TEXT BLOCK:

■ ■ ■ ■

The energies of ${\mathrm{d}}_{\mathrm{xy}} \mathrm{and} {{\mathrm{d}}_{\mathrm{z}}}^2$ orbitals in octahedral and tetrahedral transition metal complexes are such that

1.  $\mathrm{E}\left({\mathrm{d}}_{\mathrm{xy}}\right) > \mathrm{E}\left({\mathrm{d}}_{{\mathrm{z}}^2}\right)$ in both tetrahedral and octahedral complexes

2.  $\mathrm{E}\left({\mathrm{d}}_{\mathrm{xy}}\right) < \mathrm{E}\left({\mathrm{d}}_{{\mathrm{z}}^2}\right)$ in both tetrahedral and octahedral complexes

3.  $\mathrm{E}\left({\mathrm{d}}_{\mathrm{xy}}\right) > \mathrm{E}\left({\mathrm{d}}_{{\mathrm{z}}^2}\right)$ in tetrahedral but $\mathrm{E}\left({\mathrm{d}}_{\mathrm{xy}}\right) < \mathrm{E}\left({\mathrm{d}}_{{\mathrm{z}}^2}\right)$ in octahedral complexes

4.   $\mathrm{E}\left({\mathrm{d}}_{\mathrm{xy}}\right) < \mathrm{E}\left({\mathrm{d}}_{{\mathrm{z}}^2}\right)$  in tetrahedral but $\mathrm{E}\left({\mathrm{d}}_{\mathrm{xy}}\right) > \mathrm{E}\left({\mathrm{d}}_{{\mathrm{z}}^2}\right)$ in octahedral complexes   

 

The geometry and the number of the unpaired electron(s) of ${\left[{\mathrm{MnBr}}_4\right]}^{2-}$, respectively, are

1.  Tetrahedral and 1

2.  Square planar and 1

3.   Tetrahedral and 5

4.  Square planar and 5 

Among the following complexes, the one that can exhibit optical activity is

1.  ${\left[{\mathrm{CoCl}}_6\right]}^{3-}$

2.  ${\left[\mathrm{Co}\left(\mathrm{en}\right){\mathrm{CI}}_4\right]}^{-}$

3.  $\mathrm{cis}-{\left[\mathrm{Co}{\left(\mathrm{en}\right)}_2{\mathrm{Cl}}_2\right]}^{+}$

4.  trans-${\left[\mathrm{Co}{\left(\mathrm{en}\right)}_2{\mathrm{Cl}}_2\right]}^{+}$

2.335 g of compound X (empirical formal ${\mathrm{CoH}}_{12}{\mathrm{N}}_4{\mathrm{Cl}}_3$) upon treatment with excess ${\mathrm{AgNO}}_3$ solution produces 1.435 g of a white precipitate. The primary and secondary valences of cobalt in compound X, respectively are

[Given Atomic mass: Co = 59, Cl = 35.5, Ag = 108]

1.  3, 6

2.  3,  4

3.  2,  4

4.  4, 3

 $$\begin{gathered} \mathrm{Among} \left(\mathrm{i}\right) {\left[\mathrm{Cr}{\left(\mathrm{en}\right)}_3\right]}^{3+}, \left(\mathrm{ii}\right) \mathrm{trans}-{\left[\mathrm{Cr}{\left(\mathrm{en}\right)}_2{\mathrm{Cl}}_2\right]}^{+}, \\ \left(\mathrm{iii}\right) \mathrm{cis}-{\left[\mathrm{Cr}{\left(\mathrm{en}\right)}_2{\mathrm{Cl}}_2\right]}^{+}, \left(\mathrm{iv}\right) {\left[\mathrm{Co}{\left({\mathrm{NH}}_3\right)}_4\mathrm{Cl}\right]}^{+}, \mathrm{the} \mathrm{optically} \mathrm{active} \\ \mathrm{complexes} \mathrm{are} \end{gathered}$$

1.  (i) and (ii)

■ ■ ■ ■

WHAT YOU WILL DO:
A: What atomic mass does the coordination chemistry quiz give for silver?
B: Write out the coordination chemistry quiz word for word, everything from "[Given Atomic mass: Co" down to "(i) and (ii)".
The records after this point are unrelated to the coordination chemistry quiz.

RECORDS SHOWN:

■ ■ ■ ■

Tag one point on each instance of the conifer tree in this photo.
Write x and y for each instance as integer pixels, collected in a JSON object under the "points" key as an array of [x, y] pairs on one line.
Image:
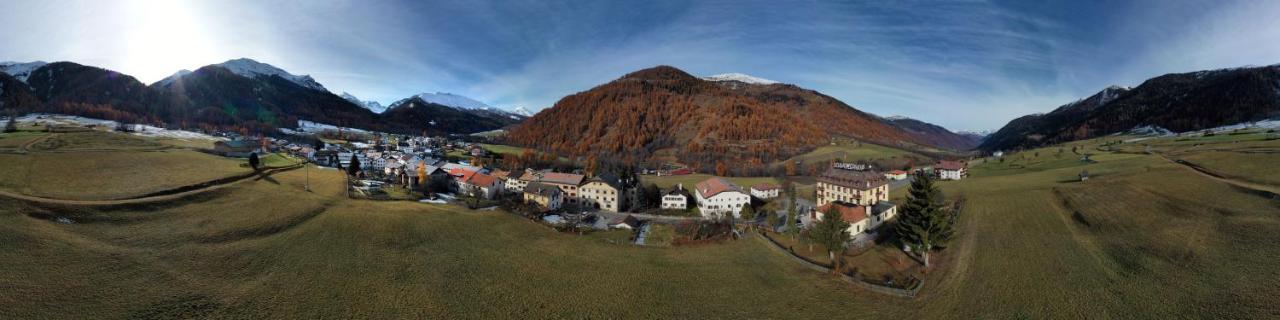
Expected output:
{"points": [[355, 165], [831, 233], [924, 224]]}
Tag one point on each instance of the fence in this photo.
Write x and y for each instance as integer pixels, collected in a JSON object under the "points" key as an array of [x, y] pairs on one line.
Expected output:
{"points": [[818, 266]]}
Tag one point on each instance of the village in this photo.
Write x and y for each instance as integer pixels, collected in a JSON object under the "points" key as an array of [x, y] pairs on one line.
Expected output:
{"points": [[575, 197]]}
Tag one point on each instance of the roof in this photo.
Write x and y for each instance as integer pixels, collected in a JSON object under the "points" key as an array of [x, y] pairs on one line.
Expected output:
{"points": [[529, 176], [880, 208], [849, 213], [237, 144], [677, 191], [501, 174], [481, 179], [950, 165], [853, 179], [714, 186], [607, 179], [626, 219], [542, 188], [562, 178], [461, 173]]}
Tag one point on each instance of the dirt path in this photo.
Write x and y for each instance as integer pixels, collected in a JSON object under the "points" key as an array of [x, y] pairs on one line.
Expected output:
{"points": [[161, 196], [1274, 191]]}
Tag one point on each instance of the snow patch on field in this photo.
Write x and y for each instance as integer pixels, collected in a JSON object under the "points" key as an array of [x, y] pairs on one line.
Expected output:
{"points": [[314, 127], [138, 129]]}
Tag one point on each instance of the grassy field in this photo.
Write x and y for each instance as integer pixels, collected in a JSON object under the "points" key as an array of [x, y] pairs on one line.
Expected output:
{"points": [[851, 151], [104, 176], [1144, 238]]}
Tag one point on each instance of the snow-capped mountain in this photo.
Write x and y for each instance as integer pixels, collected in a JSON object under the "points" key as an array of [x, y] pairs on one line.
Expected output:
{"points": [[252, 69], [521, 110], [453, 100], [169, 80], [371, 105], [21, 71], [740, 77]]}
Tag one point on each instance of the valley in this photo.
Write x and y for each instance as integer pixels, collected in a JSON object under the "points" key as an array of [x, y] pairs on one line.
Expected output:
{"points": [[1139, 233]]}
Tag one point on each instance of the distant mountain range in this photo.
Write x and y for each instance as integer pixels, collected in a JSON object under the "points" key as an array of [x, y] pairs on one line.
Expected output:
{"points": [[1176, 101], [663, 112], [236, 94]]}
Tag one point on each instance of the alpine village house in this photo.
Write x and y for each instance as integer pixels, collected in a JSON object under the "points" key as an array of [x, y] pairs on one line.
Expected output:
{"points": [[859, 197]]}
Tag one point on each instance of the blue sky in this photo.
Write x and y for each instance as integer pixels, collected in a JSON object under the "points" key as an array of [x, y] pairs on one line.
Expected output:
{"points": [[960, 64]]}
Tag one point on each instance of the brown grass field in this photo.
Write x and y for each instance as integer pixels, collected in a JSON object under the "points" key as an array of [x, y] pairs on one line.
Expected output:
{"points": [[1144, 238]]}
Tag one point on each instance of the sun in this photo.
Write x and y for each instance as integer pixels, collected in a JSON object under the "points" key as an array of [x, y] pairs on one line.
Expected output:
{"points": [[161, 37]]}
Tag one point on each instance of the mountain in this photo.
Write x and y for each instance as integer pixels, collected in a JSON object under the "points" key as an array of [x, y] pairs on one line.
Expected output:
{"points": [[521, 112], [254, 69], [371, 105], [82, 90], [238, 94], [21, 71], [14, 94], [739, 77], [933, 135], [663, 113], [225, 97], [1175, 101], [415, 113], [169, 80], [453, 100]]}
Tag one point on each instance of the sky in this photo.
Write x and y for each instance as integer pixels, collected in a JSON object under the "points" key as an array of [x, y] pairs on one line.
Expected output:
{"points": [[967, 65]]}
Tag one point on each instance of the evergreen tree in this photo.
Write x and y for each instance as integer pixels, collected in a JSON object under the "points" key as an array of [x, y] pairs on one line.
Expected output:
{"points": [[791, 213], [12, 126], [355, 165], [831, 233], [254, 161], [924, 224], [771, 219]]}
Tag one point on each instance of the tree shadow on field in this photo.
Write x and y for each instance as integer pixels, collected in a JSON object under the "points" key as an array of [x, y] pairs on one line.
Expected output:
{"points": [[266, 177]]}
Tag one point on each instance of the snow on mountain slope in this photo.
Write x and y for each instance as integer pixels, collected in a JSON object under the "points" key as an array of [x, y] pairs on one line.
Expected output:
{"points": [[174, 77], [21, 71], [740, 77], [250, 68], [521, 110], [371, 105], [453, 100]]}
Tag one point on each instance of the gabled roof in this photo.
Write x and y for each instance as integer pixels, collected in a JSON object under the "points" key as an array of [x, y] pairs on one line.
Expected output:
{"points": [[626, 219], [542, 188], [481, 179], [677, 192], [501, 174], [849, 213], [562, 178], [612, 181], [853, 179], [950, 165], [461, 173], [714, 186]]}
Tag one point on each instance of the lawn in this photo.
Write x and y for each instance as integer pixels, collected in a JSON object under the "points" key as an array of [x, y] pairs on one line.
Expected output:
{"points": [[853, 151], [14, 141], [91, 167], [1144, 238]]}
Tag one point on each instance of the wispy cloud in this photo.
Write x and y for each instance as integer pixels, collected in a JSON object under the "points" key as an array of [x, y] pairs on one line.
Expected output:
{"points": [[963, 64]]}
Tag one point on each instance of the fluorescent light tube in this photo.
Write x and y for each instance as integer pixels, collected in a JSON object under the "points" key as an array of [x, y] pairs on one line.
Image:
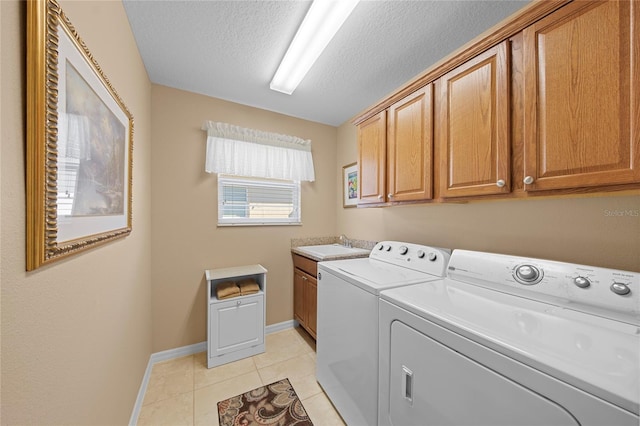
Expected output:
{"points": [[322, 22]]}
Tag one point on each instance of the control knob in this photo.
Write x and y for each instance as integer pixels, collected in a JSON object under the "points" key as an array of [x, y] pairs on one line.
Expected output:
{"points": [[620, 288], [528, 274], [581, 282]]}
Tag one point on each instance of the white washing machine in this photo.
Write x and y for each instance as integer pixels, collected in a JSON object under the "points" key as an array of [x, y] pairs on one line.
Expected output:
{"points": [[506, 340], [347, 329]]}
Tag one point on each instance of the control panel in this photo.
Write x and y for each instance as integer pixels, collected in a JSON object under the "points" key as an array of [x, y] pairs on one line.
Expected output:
{"points": [[418, 257], [563, 284]]}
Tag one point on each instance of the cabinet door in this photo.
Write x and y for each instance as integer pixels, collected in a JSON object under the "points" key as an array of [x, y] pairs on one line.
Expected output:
{"points": [[311, 303], [236, 324], [410, 147], [582, 96], [472, 125], [372, 159], [298, 296]]}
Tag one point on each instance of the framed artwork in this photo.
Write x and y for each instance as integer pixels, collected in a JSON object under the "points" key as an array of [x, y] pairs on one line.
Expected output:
{"points": [[350, 185], [79, 143]]}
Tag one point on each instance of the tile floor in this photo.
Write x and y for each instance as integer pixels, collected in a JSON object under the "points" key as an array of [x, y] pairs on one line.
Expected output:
{"points": [[183, 391]]}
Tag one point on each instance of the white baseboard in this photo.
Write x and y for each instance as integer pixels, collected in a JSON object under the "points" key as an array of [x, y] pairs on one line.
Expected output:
{"points": [[184, 351], [281, 326]]}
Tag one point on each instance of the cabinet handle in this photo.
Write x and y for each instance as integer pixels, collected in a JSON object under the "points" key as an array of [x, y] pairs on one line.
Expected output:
{"points": [[407, 385]]}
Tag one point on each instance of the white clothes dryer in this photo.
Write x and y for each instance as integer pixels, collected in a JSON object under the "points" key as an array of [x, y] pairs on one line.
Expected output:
{"points": [[347, 329], [506, 340]]}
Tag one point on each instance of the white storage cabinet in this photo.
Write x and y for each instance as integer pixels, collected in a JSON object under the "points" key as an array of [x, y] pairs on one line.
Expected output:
{"points": [[235, 326]]}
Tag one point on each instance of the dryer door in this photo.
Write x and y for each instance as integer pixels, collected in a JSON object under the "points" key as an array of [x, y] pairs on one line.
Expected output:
{"points": [[431, 384]]}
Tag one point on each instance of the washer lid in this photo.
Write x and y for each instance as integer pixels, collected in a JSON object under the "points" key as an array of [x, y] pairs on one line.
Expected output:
{"points": [[373, 275], [598, 355]]}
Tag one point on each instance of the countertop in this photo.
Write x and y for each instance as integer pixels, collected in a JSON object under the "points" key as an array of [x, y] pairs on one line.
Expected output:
{"points": [[300, 242]]}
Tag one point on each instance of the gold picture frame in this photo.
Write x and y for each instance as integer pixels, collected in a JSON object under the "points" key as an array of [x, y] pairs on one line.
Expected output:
{"points": [[79, 144], [350, 185]]}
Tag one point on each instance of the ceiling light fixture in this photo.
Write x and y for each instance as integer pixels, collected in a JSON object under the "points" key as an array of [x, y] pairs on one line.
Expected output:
{"points": [[322, 22]]}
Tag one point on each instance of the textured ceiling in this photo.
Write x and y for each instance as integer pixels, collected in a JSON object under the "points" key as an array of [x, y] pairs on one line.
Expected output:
{"points": [[231, 49]]}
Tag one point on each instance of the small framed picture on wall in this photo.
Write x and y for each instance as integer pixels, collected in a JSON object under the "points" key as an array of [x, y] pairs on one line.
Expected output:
{"points": [[350, 185]]}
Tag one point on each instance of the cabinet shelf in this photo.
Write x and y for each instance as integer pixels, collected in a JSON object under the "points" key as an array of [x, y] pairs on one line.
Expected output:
{"points": [[235, 325]]}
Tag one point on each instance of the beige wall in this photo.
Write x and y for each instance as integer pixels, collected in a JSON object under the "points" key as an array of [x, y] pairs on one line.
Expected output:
{"points": [[185, 238], [76, 335], [579, 230]]}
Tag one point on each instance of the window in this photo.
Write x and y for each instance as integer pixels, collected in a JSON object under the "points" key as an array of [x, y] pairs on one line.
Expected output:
{"points": [[252, 201]]}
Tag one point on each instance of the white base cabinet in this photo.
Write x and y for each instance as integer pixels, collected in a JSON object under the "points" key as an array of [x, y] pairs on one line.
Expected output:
{"points": [[236, 325]]}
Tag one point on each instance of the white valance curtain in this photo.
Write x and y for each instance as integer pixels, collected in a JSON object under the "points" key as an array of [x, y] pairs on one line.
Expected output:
{"points": [[240, 151]]}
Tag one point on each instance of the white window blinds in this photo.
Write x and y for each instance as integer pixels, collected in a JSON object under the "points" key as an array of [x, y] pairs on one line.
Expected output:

■ ■ ■ ■

ANSWER SET:
A: 108

B:
[Given Atomic mass: Co = 59, Cl = 35.5, Ag = 108]

1.  3, 6

2.  3,  4

3.  2,  4

4.  4, 3

 $$\begin{gathered} \mathrm{Among} \left(\mathrm{i}\right) {\left[\mathrm{Cr}{\left(\mathrm{en}\right)}_3\right]}^{3+}, \left(\mathrm{ii}\right) \mathrm{trans}-{\left[\mathrm{Cr}{\left(\mathrm{en}\right)}_2{\mathrm{Cl}}_2\right]}^{+}, \\ \left(\mathrm{iii}\right) \mathrm{cis}-{\left[\mathrm{Cr}{\left(\mathrm{en}\right)}_2{\mathrm{Cl}}_2\right]}^{+}, \left(\mathrm{iv}\right) {\left[\mathrm{Co}{\left({\mathrm{NH}}_3\right)}_4\mathrm{Cl}\right]}^{+}, \mathrm{the} \mathrm{optically} \mathrm{active} \\ \mathrm{complexes} \mathrm{are} \end{gathered}$$

1.  (i) and (ii)